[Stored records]

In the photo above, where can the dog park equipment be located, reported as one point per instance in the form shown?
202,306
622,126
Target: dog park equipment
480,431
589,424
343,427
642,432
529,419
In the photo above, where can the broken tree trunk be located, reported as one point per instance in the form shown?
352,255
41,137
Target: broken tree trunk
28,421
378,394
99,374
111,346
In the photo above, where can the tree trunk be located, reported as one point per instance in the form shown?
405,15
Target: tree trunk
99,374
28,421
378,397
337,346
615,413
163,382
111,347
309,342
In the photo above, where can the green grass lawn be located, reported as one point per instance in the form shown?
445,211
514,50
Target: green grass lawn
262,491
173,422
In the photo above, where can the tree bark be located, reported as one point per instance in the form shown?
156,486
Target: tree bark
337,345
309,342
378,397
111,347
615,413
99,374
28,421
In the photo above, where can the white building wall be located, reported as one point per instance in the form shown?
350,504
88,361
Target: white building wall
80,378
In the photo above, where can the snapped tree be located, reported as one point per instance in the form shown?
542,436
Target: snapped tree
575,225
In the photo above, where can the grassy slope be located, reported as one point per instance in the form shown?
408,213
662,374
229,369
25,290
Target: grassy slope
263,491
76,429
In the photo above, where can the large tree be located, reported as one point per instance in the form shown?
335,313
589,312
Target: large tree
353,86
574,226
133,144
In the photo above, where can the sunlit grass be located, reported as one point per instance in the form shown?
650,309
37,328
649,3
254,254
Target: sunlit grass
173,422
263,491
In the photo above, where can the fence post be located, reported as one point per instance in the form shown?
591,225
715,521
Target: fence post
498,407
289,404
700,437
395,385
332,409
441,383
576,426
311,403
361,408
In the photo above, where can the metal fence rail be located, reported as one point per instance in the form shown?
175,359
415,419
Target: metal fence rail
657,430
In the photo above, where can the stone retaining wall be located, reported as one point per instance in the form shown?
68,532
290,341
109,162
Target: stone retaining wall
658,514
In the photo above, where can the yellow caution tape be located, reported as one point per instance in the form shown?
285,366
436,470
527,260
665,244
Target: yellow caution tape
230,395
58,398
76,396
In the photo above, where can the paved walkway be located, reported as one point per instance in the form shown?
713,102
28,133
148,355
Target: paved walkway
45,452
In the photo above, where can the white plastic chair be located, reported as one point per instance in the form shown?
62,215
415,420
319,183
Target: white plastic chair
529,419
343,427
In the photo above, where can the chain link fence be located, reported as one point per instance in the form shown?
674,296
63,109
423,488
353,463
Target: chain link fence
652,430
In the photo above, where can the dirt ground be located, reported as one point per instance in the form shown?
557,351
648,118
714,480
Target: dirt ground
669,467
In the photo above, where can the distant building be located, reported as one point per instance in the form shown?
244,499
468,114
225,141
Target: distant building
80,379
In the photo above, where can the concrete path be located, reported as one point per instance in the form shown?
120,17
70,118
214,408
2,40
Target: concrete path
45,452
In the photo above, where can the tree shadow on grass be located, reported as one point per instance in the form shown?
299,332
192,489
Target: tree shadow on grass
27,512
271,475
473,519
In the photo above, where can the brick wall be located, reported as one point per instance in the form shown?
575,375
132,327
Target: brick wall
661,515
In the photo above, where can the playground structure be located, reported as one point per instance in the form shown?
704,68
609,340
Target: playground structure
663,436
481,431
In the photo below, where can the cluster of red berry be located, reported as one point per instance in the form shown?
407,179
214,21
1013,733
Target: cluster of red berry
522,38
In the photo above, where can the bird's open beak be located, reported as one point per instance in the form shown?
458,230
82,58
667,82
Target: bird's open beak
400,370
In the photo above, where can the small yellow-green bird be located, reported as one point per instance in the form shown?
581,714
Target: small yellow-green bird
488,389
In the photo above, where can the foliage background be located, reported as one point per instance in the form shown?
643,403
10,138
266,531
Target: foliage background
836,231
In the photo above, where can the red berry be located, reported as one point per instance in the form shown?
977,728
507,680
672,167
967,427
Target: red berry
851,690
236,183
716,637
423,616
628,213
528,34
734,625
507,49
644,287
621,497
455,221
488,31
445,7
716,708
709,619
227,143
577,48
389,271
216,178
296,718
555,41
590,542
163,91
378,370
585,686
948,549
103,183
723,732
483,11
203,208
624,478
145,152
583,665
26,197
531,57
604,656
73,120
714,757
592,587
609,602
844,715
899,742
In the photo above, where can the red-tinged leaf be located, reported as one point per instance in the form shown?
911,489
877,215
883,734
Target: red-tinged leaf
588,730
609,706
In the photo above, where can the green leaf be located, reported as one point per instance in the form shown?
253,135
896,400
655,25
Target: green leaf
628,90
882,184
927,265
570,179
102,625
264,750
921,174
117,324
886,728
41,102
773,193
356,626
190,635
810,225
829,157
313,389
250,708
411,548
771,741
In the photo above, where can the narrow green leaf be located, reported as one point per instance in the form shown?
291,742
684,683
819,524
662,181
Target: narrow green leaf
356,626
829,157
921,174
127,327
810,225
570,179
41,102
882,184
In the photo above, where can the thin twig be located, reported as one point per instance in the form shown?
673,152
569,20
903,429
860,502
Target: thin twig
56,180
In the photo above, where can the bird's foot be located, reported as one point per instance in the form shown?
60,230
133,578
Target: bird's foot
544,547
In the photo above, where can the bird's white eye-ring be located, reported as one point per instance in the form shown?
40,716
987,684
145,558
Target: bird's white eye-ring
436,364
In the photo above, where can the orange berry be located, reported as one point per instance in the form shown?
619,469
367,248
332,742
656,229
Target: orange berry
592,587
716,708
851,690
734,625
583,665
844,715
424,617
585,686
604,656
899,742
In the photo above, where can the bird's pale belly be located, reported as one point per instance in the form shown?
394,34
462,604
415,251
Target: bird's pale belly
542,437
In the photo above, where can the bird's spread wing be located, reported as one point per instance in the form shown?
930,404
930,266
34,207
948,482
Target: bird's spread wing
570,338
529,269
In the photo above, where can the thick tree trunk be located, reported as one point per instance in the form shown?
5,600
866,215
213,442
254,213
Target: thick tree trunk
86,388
* * *
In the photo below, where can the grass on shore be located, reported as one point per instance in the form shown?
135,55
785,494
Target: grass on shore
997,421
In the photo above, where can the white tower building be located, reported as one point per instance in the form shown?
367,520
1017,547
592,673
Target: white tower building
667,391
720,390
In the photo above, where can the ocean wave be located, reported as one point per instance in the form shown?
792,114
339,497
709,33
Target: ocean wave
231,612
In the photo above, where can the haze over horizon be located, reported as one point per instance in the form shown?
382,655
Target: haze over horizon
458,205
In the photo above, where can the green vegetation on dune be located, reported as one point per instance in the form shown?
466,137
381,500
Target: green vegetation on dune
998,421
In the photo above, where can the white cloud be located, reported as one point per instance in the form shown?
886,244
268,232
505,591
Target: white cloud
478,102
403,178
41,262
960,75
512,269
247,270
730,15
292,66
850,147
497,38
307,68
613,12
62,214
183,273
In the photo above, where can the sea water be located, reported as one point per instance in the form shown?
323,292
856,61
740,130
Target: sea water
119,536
--
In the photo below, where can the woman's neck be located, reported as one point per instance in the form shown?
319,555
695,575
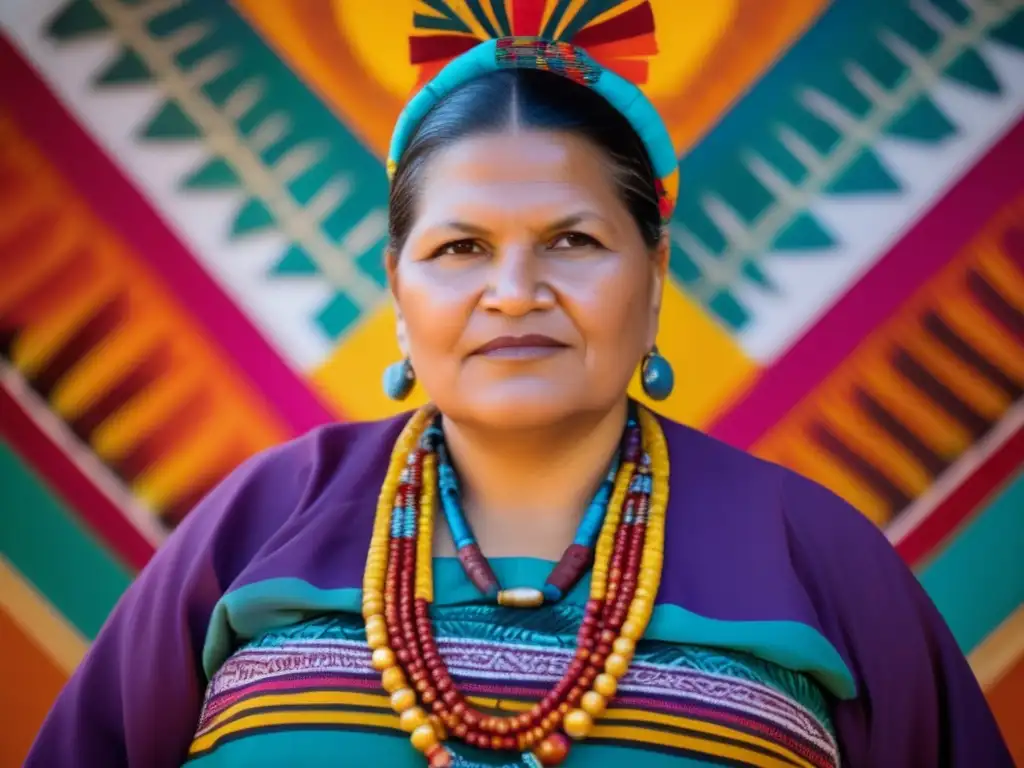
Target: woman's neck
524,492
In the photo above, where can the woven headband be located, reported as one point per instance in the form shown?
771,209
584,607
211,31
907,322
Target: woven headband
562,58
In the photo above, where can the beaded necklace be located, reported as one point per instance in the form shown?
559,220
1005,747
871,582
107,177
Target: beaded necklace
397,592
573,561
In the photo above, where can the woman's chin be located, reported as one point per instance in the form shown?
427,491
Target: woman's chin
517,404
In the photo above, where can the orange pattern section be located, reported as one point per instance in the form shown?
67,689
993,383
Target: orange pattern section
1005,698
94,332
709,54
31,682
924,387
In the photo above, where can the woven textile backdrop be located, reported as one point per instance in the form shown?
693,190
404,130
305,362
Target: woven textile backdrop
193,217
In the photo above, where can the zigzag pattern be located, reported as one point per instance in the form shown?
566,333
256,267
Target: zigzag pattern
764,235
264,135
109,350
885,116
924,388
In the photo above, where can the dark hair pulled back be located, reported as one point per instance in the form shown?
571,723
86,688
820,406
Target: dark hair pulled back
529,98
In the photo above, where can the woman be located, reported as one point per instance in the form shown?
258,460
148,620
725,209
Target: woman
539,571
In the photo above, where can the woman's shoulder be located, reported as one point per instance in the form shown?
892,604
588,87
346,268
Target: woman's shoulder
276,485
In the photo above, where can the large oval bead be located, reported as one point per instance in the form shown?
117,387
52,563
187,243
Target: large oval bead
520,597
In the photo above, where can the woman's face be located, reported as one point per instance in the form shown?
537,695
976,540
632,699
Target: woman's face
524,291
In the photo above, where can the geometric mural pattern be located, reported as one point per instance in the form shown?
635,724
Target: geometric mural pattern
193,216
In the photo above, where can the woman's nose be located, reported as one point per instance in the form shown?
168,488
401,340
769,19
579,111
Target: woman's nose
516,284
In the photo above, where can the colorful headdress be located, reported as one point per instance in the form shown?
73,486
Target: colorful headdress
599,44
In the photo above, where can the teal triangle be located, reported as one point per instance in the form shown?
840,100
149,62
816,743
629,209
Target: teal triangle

Problem:
Can you reproduce the data word for word, starting at the line containing "In the photo above, where can the colorful" and ending at the line containing "Target: teal triangle", with both of those lines included?

Correct result:
In the photo above, where can the colorful headdress be located, reported as one point per instance in the form shown?
73,486
Target: colorful headdress
599,44
In the photo above, where can the teal triangle be located, reported as one point per instance in the form shown?
840,100
149,62
816,743
629,209
Target: teal triangle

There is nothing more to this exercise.